Work to be completed:
Change "point on every instance of" to "mark each occurrence of" in every one of the lines below, and leave everything else unchanged.

Supplied records:
______________________________
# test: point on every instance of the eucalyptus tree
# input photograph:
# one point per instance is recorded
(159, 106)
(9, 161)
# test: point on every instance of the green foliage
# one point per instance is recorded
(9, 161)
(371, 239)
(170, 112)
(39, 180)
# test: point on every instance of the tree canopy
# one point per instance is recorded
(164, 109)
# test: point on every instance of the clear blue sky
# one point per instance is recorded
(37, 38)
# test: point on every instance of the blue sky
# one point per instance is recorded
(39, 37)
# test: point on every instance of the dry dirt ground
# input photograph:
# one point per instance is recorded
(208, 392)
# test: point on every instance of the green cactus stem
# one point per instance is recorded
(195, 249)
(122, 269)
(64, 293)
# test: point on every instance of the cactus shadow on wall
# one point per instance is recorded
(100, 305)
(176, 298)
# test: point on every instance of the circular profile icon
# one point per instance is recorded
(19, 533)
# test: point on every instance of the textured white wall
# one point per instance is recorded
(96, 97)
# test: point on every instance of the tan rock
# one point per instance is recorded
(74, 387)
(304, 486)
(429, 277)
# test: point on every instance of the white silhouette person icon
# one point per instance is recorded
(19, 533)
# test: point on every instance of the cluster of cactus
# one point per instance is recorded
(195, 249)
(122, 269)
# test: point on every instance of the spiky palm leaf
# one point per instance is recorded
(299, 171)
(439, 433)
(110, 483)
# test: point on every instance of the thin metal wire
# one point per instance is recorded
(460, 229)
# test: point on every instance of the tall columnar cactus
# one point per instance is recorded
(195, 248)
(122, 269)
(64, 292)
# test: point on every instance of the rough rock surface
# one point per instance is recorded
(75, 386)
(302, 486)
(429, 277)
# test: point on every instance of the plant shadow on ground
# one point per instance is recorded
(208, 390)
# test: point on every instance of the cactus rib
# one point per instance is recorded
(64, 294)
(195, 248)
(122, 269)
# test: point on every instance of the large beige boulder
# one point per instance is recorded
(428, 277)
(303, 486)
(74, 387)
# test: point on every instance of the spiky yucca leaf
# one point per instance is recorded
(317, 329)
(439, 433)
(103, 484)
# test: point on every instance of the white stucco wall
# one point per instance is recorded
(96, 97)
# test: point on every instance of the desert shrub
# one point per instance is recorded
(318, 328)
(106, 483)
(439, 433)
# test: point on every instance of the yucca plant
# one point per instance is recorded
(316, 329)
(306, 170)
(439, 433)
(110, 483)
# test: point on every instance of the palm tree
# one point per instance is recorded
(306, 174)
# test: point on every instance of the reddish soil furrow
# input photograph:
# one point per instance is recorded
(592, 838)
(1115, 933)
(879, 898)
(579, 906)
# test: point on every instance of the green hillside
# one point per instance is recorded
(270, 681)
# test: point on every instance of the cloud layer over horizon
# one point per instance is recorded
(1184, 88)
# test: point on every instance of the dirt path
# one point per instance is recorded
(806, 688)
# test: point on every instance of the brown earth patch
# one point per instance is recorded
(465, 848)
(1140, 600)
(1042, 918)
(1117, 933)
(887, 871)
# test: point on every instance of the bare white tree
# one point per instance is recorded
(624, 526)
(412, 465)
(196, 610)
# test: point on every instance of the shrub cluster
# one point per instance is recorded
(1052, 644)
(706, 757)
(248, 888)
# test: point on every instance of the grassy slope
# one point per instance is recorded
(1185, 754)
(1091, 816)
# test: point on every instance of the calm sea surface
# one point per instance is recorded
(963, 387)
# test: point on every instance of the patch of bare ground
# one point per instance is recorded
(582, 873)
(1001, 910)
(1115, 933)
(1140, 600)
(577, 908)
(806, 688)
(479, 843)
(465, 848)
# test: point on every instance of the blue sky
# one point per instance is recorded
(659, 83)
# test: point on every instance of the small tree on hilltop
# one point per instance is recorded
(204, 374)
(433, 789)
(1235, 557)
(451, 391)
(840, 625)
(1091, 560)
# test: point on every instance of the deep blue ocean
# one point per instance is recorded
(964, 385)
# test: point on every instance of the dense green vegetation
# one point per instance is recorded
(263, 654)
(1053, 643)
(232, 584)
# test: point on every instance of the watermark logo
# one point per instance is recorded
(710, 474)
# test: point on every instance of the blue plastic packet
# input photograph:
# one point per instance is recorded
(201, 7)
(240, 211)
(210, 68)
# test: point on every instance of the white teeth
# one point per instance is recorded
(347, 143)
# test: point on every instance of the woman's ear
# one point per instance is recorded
______________________________
Written solution:
# test: mark each occurrence of the eucalyptus tree
# input photograph:
# one point per instance is recorded
(159, 106)
(9, 161)
# test: mark each occurrence of the green foliage
# one point per instance is recorded
(9, 161)
(371, 239)
(170, 112)
(39, 180)
# test: mark each occurrence of the tree canopy
# one point per instance is recorded
(164, 109)
# test: mark each occurrence of the clear blue sky
# one point per instance is recorded
(37, 38)
# test: mark each occurrence of the blue sky
# one point per instance is recorded
(39, 37)
# test: mark each occurrence of the dry dirt ground
# input photograph:
# one point per instance is recorded
(208, 392)
# test: mark each occurrence of the green cactus stem
# one point per instance is recorded
(195, 249)
(122, 269)
(64, 293)
# test: mark each occurrence of the cactus shadow on wall
# one point per instance is recorded
(100, 305)
(176, 298)
# test: mark each occurrence of the circular profile icon
# one point per instance is recorded
(19, 533)
# test: mark each occurrence of the textured white wall
# one point per instance is recorded
(96, 97)
# test: mark each occurrence of the tan rock
# one point per instance is recorded
(74, 387)
(304, 486)
(429, 277)
# test: mark each occurrence of the white silhouette person icon
# one point per instance is recorded
(19, 533)
# test: mark each occurrence of the cluster of cactus
# one point per instance is recorded
(195, 249)
(122, 269)
# test: mark each occurrence of the spiky palm leaf
# one point per instance is recorded
(299, 171)
(439, 433)
(110, 483)
# test: mark each occurrence of the thin metal wire
# one point per instance is recorded
(460, 229)
# test: mark each occurrence of the tall columnar cactus
# one point per instance is recorded
(195, 248)
(122, 269)
(64, 292)
# test: mark each occurrence of the rough rock surface
# one point per instance is recorded
(75, 386)
(302, 486)
(429, 277)
# test: mark each occurrence of the plant shadow on ground
# one point per instance is recorded
(208, 390)
# test: mark each occurrence of the cactus rib
# one point per instance is recorded
(64, 294)
(195, 248)
(122, 269)
# test: mark each occurrence of the large beige boulder
# one point per instance is recorded
(428, 277)
(303, 486)
(74, 387)
# test: mark each occurrence of the spiky yucca leaf
# one point per instance is recorded
(317, 329)
(439, 433)
(103, 484)
# test: mark each occurrence of the white stucco wall
# one point per instance is recorded
(96, 97)
# test: mark each occurrence of the desert shrub
# one point per instance is recorded
(318, 328)
(106, 483)
(439, 433)
# test: mark each occurrence of the yucca plant
# one point per instance is recorded
(316, 329)
(306, 170)
(439, 433)
(110, 483)
# test: mark each occurrence of the palm tree
# one point per instance is recorded
(306, 174)
# test: mark each occurrence of the reddish soil furrow
# input photograph:
# one point per instance is recorded
(592, 838)
(1115, 933)
(879, 898)
(579, 906)
# test: mark each occurrence of the green hillside
# one point per instance is recorded
(270, 681)
# test: mark each occurrence of the cloud layer over horizon
# one point per instance is recorded
(1184, 88)
# test: mark each occurrence of the dirt path
# one point per instance is recorded
(806, 688)
# test: mark each occurrence of the brown earth patch
# one point per instance is recorded
(465, 848)
(1140, 600)
(1042, 918)
(1117, 933)
(887, 871)
# test: mark each occurrence of the bare white tree
# one point per instance is recorded
(624, 526)
(412, 465)
(196, 610)
# test: mark each occurrence of the shrub cluster
# one point per instance is recorded
(1052, 644)
(706, 757)
(248, 888)
# test: mark each occurrence of the grassy slope
# one point per instance is recorded
(1185, 754)
(1091, 816)
# test: mark each occurrence of the calm sea surface
# one point per instance is recorded
(963, 387)
# test: mark each occurrence of the patch of bare ground
# one point per instance is recorded
(582, 873)
(1001, 910)
(1115, 933)
(1140, 600)
(577, 908)
(806, 688)
(479, 843)
(465, 848)
# test: mark each occurrence of the blue sky
# one point per instance is recorded
(659, 83)
# test: mark each occurrence of the small tree on hilltop
# one point per instance is recorded
(204, 374)
(433, 789)
(1235, 557)
(451, 391)
(840, 625)
(1091, 560)
# test: mark each occurrence of the deep blue ocean
# one point per instance is recorded
(964, 385)
# test: mark each occurrence of the dense green vegetation
# one point per instance is recorded
(263, 654)
(1053, 643)
(232, 584)
# test: mark each occurrence of the watermark logo
# one point per instance is recorded
(710, 474)
# test: mark each occurrence of the blue plastic packet
# input photograph:
# one point per instance is recorded
(201, 7)
(240, 211)
(210, 68)
# test: mark each occurrence of the white teeth
# one point per instance is recorded
(347, 143)
# test: mark each occurrence of the woman's ear
# one point per instance is recorded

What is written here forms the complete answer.